VA may relocate psychiatric beds

Leavenworth services would shift to Topeka

A proposal to move inpatient psychiatric services for veterans from Leavenworth to Topeka may come to a head during a meeting next week in Lawrence.

The move concerns some veterans advocacy groups as well as Veterans Administration union employees.

“Our problem is that Topeka has a need for more psychiatric beds, but Leavenworth has a need for the beds as well,” said Sandy Bond, president of National Federation of Federal Employees Local 1765. “That’s very unfair for our veterans who have those needs.”

But moving the 14 beds from Leavenworth’s Dwight D. Eisenhower Veterans Administration Medical Center to Topeka’s Colmery-O’Neil VA Medical Center would be a move of efficiency, said Jim Gleisberg, public affairs officer for Eastern Kansas Health Care System, the management firm that oversees the two medical centers.

“We can increase and provide better services in Topeka. That’s the bottom line,” Gleisberg said.

The VA is going to need as many psychiatric inpatient centers as it can get as more veterans return from the Iraq war with mental problems such as post-traumatic stress disorder, said Harvey Nicholson, a Lawrence area service representative for Kansas Vietnam Veterans of America.

“We don’t know what is going to happen,” Nicholson said. “If you think PTSD was bad in Vietnam, I think it is going to be our No. 1 biggest problem from the fallout of this war.”

_ASSIGNMENT_
Copy the part of the VA psychiatric beds article starting with "Leavenworth services would" and going on through "Administration union employees.". The records below were taken from a separate source.

_RECORD EXTRACTS_
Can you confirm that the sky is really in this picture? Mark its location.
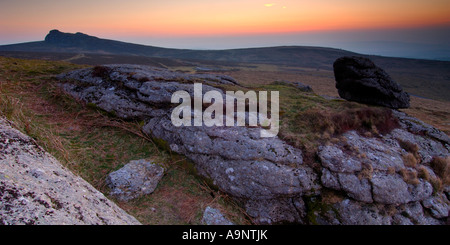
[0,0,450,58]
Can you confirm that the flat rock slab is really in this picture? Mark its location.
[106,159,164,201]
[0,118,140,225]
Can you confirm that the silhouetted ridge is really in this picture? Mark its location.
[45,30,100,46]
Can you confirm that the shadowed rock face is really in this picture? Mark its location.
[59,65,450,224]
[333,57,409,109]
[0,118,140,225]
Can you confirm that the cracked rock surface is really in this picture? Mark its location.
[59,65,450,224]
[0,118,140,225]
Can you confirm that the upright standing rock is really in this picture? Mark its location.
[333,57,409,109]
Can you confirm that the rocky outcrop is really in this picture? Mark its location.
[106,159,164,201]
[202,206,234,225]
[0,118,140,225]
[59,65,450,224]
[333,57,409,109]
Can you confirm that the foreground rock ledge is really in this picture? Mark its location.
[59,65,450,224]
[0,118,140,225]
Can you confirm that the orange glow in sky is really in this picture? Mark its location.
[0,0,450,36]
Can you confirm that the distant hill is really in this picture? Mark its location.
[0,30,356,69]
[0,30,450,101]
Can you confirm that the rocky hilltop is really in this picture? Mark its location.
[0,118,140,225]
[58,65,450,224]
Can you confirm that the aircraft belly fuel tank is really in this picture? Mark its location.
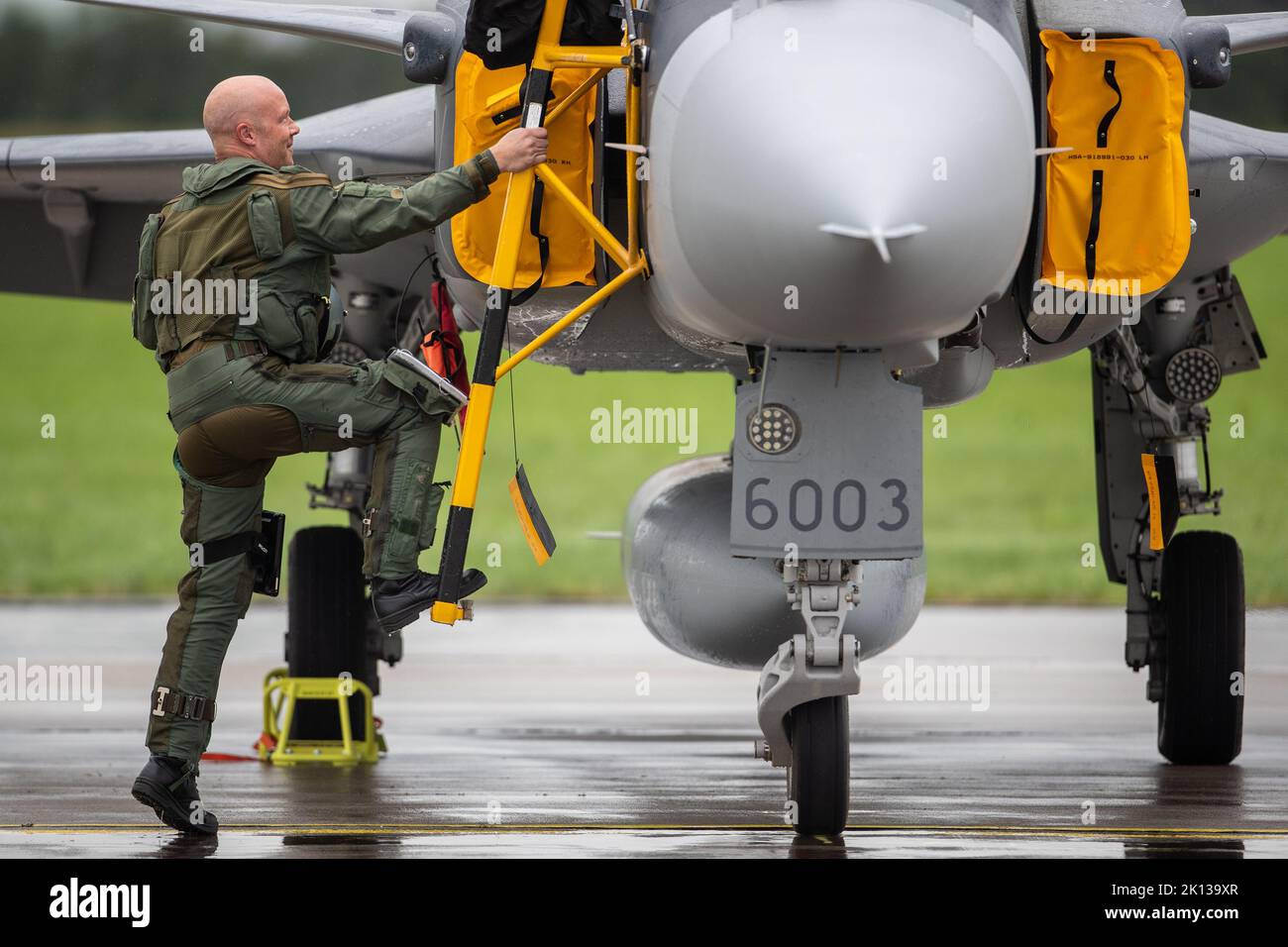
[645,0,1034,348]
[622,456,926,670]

--

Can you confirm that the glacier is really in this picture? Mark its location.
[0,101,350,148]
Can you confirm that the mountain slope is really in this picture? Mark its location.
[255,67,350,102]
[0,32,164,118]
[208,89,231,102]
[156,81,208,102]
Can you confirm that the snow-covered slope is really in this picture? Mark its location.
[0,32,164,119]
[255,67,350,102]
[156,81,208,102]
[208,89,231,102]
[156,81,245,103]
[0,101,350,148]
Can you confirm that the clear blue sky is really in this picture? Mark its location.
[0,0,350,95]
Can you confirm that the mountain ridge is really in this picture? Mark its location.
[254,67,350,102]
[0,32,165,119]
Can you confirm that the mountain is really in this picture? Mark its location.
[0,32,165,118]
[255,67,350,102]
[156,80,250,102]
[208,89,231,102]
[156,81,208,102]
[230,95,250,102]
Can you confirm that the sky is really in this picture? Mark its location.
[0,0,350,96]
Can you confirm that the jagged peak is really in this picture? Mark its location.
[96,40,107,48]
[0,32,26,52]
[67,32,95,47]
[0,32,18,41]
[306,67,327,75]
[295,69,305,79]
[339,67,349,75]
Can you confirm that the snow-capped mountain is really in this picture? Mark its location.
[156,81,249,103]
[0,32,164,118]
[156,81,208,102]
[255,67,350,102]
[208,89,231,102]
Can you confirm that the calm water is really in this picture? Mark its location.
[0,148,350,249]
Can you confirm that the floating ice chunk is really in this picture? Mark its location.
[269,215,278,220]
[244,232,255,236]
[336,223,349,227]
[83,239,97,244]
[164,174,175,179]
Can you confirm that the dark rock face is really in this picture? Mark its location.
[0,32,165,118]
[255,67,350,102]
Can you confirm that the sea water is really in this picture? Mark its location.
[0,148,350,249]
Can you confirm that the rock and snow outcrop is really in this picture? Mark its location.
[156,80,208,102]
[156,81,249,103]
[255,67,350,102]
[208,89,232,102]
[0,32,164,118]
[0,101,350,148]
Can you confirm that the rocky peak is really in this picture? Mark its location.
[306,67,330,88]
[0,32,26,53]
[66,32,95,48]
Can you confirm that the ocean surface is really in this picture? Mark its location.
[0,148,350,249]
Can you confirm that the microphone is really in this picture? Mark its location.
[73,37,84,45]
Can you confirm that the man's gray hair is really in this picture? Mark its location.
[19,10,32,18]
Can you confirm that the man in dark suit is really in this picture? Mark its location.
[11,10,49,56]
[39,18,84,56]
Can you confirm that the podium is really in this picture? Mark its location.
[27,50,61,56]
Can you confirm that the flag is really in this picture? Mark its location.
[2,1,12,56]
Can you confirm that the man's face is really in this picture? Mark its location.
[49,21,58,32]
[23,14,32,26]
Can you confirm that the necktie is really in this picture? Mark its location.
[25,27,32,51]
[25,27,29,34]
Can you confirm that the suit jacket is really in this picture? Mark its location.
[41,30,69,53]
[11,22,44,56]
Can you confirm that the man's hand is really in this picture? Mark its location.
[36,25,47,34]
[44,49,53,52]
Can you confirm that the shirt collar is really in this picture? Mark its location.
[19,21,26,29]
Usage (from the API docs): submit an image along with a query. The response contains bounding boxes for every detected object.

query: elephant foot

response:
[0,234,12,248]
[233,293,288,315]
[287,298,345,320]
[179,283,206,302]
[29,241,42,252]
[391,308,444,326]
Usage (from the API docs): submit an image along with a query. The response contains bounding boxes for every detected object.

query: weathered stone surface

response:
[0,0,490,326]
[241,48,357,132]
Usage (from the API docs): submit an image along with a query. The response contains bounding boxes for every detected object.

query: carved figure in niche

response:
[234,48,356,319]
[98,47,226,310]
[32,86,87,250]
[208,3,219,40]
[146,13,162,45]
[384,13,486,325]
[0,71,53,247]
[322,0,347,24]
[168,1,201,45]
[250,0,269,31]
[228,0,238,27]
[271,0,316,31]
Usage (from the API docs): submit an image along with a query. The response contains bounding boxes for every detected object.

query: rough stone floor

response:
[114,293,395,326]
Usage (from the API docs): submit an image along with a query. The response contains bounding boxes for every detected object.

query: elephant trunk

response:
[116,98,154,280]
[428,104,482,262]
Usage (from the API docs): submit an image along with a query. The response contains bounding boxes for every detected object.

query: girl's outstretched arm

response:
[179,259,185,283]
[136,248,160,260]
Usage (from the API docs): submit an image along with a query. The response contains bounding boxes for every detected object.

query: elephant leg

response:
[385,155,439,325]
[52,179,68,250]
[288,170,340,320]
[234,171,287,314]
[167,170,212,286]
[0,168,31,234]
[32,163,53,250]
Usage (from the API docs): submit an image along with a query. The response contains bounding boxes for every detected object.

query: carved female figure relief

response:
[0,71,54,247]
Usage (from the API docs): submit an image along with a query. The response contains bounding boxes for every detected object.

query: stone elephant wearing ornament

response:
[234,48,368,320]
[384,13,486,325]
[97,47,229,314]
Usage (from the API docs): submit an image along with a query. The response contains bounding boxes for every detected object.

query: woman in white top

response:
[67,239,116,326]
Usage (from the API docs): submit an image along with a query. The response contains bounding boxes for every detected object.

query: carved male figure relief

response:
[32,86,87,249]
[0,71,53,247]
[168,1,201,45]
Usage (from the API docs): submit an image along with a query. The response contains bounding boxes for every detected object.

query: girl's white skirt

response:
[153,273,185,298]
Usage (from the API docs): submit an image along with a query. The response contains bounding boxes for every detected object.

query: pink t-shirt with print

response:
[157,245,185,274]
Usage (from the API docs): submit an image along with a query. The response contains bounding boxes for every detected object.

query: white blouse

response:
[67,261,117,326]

--

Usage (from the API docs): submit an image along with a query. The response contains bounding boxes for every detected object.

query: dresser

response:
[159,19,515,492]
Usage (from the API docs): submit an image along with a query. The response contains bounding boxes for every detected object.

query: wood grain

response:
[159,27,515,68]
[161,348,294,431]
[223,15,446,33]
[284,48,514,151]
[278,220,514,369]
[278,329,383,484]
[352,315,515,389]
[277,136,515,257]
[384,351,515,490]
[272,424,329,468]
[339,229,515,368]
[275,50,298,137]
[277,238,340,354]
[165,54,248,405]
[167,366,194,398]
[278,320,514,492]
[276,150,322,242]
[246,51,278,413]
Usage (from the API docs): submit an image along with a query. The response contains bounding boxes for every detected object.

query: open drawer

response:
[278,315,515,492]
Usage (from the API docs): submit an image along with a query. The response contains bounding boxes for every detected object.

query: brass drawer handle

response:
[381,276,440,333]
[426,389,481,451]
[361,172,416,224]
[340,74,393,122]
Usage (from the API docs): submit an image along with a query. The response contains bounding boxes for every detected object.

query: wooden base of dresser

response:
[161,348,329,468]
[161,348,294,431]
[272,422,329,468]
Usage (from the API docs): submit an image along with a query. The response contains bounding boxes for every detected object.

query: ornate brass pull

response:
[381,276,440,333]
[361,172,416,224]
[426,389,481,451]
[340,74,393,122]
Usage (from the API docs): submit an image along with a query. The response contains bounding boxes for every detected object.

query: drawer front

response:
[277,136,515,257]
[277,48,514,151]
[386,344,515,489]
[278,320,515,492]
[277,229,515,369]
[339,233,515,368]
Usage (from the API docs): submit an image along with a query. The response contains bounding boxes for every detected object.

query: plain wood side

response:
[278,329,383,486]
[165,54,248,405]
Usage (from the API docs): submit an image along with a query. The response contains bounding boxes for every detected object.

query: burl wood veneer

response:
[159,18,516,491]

_ANSWER BELOW_
Leavenworth services would shift to Topeka

A proposal to move inpatient psychiatric services for veterans from Leavenworth to Topeka may come to a head during a meeting next week in Lawrence.

The move concerns some veterans advocacy groups as well as Veterans Administration union employees.